** begin GIVEN RECORDS **

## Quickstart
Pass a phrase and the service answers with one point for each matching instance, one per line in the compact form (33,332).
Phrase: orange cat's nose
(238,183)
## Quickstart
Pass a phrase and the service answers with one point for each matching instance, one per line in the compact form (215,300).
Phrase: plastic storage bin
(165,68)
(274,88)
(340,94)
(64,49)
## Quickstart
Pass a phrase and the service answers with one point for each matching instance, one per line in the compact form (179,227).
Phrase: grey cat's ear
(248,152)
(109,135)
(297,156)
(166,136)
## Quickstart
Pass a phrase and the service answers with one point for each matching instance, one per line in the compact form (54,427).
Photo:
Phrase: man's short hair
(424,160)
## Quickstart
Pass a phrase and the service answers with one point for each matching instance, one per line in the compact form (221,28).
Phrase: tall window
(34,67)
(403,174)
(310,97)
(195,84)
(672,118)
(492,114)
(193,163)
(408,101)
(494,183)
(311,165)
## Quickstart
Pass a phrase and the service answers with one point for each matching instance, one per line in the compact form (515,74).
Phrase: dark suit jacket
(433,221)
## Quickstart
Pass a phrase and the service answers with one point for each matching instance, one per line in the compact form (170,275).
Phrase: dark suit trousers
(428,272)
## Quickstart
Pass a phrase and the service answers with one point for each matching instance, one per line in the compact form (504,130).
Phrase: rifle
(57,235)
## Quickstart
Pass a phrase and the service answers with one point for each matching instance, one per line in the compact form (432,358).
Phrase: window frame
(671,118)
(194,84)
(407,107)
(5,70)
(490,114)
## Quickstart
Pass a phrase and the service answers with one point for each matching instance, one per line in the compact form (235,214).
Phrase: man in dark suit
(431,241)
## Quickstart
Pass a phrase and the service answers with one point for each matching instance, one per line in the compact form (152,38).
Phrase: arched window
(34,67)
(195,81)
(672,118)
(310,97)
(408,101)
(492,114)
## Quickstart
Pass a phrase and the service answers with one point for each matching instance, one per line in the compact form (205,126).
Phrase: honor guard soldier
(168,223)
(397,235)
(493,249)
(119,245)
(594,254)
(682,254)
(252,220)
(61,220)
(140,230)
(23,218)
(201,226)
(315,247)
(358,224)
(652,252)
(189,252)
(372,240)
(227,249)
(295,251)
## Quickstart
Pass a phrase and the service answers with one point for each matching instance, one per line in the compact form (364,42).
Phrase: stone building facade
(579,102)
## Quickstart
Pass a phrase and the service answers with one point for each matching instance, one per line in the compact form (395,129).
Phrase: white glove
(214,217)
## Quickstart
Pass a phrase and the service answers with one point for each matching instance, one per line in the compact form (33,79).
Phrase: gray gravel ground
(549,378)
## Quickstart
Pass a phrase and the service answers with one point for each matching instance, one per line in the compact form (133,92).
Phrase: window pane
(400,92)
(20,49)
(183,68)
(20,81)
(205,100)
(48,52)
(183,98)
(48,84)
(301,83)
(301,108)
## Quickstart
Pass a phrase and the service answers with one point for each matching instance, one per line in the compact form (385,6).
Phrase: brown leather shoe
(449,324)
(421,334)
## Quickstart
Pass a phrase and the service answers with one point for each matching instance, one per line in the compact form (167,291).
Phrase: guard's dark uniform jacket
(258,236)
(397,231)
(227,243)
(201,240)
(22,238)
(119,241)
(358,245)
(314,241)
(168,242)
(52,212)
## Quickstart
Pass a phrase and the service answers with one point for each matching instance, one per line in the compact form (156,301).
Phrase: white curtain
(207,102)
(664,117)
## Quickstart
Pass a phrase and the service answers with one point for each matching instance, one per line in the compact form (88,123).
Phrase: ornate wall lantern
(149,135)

** end GIVEN RECORDS **

§ **TASK TO CARRY OUT**
Collect every line of the records that contains the word "guard". Only count matches with the same upper and lower case.

§ **SOLUTION FOR THIS PROBLEM**
Phrase: honor guard soldier
Phrase: guard's dark uniform jacket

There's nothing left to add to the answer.